* Provided records *
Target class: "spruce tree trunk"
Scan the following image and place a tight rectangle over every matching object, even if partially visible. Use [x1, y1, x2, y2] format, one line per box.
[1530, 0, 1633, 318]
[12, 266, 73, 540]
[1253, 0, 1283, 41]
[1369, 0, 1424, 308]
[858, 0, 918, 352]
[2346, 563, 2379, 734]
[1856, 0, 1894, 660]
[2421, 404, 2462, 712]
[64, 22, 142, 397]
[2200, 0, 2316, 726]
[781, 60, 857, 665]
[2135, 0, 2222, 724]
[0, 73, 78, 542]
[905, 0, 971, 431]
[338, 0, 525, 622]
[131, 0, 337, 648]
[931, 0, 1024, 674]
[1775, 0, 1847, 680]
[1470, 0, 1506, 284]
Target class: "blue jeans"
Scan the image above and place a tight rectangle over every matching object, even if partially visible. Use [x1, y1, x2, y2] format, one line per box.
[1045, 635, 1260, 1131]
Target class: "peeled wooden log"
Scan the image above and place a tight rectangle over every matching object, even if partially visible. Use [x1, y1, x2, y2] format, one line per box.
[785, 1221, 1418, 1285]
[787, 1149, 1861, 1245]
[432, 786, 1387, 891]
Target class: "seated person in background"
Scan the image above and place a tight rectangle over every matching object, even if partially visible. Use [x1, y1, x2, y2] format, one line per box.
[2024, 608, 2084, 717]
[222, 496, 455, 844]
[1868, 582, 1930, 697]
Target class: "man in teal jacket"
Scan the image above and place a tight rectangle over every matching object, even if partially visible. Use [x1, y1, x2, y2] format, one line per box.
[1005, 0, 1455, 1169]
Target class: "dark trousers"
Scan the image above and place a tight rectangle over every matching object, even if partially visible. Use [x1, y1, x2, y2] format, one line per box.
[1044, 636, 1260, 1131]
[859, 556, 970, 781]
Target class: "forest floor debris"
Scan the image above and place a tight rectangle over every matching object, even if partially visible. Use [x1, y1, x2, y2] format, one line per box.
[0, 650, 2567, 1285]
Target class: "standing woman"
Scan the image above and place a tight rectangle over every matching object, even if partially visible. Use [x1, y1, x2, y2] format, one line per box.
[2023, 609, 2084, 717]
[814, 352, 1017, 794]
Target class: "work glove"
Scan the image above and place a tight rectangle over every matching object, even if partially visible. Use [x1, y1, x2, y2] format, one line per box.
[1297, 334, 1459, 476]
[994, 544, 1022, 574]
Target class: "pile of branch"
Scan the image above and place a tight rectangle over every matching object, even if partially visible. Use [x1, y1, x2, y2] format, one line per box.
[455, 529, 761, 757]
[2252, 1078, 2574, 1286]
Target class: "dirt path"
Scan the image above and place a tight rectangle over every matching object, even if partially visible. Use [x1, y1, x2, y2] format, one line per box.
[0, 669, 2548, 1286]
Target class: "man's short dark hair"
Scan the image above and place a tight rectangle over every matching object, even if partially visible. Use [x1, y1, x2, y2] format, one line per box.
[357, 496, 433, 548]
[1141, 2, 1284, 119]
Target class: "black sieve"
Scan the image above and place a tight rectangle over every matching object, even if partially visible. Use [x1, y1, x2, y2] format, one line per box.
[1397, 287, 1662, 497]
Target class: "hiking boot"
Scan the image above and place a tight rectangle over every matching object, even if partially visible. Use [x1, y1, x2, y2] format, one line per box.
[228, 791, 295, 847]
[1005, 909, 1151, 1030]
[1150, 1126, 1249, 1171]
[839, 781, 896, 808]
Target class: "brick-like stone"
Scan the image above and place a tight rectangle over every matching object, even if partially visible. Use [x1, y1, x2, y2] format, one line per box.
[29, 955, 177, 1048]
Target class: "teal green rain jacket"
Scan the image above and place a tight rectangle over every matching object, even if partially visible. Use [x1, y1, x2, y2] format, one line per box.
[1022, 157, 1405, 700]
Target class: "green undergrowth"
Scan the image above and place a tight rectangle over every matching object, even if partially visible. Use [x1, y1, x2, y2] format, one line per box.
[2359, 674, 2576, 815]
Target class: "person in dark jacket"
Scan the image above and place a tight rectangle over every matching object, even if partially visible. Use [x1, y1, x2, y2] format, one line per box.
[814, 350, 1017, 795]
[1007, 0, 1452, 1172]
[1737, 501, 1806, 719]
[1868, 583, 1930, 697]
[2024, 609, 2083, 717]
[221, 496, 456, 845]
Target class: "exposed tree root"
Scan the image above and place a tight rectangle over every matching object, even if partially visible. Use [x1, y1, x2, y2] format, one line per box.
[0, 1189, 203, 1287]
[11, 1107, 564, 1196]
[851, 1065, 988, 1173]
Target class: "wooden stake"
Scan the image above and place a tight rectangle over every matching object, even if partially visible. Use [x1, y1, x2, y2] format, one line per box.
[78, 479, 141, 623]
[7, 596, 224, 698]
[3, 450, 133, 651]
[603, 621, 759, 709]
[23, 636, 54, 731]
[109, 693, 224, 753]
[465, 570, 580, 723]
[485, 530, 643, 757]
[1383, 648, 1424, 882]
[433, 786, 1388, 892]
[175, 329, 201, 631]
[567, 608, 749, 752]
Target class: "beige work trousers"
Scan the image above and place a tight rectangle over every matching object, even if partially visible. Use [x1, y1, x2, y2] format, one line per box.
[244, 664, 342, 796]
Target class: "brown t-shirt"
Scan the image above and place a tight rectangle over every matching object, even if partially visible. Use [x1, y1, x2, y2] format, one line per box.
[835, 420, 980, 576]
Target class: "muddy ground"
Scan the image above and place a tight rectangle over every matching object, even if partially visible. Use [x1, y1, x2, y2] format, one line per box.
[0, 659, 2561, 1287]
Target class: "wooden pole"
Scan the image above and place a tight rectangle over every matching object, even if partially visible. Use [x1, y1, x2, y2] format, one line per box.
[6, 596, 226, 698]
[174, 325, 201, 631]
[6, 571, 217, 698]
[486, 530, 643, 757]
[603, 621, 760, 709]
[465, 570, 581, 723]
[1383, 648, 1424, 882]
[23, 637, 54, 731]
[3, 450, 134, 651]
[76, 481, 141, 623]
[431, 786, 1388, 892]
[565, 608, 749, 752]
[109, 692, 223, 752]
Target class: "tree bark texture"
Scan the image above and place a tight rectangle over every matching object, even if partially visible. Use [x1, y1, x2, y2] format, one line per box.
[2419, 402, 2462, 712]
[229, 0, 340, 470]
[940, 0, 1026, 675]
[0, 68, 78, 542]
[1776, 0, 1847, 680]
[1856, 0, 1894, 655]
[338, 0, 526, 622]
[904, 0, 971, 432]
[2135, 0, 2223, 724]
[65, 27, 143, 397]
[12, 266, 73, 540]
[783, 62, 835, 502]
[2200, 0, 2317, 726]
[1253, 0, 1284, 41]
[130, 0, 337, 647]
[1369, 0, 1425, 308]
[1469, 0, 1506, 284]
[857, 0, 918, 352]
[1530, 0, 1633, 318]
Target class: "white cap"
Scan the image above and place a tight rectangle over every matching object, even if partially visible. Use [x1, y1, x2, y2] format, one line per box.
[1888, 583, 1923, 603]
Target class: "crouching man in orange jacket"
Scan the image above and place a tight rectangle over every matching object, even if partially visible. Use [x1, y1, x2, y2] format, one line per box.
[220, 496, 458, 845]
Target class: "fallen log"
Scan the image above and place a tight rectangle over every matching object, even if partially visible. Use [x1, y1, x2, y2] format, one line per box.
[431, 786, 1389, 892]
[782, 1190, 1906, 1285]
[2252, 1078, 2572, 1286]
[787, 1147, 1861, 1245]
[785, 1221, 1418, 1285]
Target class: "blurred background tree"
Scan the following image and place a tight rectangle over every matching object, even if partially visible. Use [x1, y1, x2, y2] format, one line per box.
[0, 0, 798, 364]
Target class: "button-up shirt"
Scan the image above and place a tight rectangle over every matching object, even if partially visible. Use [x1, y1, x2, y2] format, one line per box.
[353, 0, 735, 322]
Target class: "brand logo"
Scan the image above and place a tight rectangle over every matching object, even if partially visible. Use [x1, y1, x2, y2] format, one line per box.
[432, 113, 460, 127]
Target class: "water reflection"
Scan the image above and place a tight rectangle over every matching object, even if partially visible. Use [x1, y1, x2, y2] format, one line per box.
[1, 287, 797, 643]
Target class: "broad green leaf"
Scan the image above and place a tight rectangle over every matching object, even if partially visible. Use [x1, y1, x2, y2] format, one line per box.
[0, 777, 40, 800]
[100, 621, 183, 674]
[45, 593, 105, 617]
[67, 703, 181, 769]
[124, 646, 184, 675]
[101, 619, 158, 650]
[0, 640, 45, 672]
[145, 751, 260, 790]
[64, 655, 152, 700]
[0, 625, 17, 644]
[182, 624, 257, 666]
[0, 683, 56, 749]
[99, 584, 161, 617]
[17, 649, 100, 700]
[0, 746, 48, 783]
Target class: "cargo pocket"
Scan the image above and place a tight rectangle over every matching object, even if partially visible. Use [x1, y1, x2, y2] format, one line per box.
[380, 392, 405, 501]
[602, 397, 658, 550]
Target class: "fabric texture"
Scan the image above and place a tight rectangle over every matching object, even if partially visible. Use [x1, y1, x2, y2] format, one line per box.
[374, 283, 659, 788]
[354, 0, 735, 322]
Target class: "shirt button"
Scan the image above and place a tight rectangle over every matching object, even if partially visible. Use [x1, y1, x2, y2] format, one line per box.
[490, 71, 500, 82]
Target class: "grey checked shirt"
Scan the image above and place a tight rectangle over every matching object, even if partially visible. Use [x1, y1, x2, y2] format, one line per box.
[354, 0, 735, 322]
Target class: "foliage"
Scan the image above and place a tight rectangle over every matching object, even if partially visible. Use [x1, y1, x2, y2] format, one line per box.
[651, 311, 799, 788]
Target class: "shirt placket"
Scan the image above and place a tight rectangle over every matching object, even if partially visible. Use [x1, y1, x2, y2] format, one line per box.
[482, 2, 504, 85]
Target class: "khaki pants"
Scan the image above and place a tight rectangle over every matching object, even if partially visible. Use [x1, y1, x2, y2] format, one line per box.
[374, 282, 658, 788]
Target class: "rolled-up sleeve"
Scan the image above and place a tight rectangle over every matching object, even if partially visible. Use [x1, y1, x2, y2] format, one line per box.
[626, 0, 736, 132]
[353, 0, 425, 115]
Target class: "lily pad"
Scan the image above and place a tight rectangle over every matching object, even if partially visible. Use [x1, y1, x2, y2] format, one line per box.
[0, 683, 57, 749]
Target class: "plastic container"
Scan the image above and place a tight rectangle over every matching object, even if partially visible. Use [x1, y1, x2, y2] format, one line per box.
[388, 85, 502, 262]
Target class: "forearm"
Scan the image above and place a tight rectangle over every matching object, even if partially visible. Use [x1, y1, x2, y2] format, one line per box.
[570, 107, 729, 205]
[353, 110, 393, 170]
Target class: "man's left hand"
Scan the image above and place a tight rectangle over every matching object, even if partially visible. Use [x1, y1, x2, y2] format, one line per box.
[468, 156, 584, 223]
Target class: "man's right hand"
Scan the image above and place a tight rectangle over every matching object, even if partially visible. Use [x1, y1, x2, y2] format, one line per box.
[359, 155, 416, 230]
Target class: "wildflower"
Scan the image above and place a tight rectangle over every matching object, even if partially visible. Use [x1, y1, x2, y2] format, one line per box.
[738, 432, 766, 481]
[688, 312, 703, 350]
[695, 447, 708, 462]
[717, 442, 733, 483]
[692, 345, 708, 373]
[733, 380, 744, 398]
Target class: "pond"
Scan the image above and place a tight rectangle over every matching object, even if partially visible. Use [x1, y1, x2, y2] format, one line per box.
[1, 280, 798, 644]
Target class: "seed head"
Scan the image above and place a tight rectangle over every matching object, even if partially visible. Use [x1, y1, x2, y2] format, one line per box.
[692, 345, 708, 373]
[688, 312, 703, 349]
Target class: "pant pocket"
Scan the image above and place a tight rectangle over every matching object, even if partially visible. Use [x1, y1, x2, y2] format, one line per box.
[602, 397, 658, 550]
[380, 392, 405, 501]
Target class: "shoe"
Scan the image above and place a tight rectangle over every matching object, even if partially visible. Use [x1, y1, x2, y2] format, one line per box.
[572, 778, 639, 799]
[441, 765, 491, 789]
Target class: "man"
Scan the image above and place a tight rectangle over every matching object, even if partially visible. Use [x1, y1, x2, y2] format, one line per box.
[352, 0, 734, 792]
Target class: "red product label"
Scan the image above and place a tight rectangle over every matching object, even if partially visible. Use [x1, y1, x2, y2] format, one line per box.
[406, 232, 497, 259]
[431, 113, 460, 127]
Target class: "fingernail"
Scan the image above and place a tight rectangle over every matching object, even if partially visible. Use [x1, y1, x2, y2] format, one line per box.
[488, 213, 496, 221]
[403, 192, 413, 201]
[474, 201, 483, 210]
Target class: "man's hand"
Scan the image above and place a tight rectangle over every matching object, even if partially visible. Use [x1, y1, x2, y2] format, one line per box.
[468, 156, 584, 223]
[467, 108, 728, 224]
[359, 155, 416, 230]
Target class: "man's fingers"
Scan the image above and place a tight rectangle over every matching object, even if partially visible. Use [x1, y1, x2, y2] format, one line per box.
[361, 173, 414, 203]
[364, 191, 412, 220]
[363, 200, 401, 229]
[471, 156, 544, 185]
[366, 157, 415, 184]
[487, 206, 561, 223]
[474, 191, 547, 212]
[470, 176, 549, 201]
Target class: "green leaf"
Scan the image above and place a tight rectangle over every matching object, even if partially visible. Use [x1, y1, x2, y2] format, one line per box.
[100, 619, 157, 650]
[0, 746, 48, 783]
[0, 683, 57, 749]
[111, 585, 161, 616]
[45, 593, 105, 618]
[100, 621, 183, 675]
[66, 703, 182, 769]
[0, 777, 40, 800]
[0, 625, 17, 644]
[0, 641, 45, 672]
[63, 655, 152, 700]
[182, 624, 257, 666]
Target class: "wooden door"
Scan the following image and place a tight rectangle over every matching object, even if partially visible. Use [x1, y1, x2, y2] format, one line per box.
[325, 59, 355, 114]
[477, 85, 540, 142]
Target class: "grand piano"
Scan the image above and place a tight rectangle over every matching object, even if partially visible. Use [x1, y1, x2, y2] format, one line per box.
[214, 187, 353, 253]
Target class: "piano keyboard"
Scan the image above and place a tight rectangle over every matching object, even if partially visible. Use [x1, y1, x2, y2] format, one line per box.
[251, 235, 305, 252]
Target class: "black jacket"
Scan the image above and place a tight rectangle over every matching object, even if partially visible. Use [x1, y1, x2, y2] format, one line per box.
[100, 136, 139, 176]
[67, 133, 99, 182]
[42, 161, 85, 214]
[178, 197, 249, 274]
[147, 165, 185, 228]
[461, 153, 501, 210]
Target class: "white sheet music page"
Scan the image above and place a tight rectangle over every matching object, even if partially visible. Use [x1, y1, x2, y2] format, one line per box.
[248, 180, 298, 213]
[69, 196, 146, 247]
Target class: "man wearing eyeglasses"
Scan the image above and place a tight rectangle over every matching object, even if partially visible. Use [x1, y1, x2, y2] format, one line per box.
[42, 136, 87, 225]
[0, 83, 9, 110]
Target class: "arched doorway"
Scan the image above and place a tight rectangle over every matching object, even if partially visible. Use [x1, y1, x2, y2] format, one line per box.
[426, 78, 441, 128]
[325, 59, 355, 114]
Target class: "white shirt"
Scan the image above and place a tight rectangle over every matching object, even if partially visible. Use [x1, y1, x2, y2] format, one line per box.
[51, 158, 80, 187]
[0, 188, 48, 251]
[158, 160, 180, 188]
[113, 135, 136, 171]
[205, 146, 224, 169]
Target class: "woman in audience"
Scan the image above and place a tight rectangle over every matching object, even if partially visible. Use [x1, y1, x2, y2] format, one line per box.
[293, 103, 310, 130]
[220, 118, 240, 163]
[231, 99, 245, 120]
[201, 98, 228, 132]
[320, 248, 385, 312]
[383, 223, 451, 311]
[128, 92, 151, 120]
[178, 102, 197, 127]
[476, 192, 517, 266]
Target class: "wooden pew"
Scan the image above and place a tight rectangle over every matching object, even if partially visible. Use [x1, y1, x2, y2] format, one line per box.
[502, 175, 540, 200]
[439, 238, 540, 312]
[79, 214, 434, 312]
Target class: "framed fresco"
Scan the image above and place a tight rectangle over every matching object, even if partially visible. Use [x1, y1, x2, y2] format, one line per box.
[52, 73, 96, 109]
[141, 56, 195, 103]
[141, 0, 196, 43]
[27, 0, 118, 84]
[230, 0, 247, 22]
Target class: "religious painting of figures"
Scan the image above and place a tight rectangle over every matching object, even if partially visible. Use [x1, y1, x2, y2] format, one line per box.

* Your task *
The lines to report are those in the material above that contain the word "piano"; copy every one of them.

* Solution to the problem *
Target class: "grand piano"
Target class: "piano keyboard"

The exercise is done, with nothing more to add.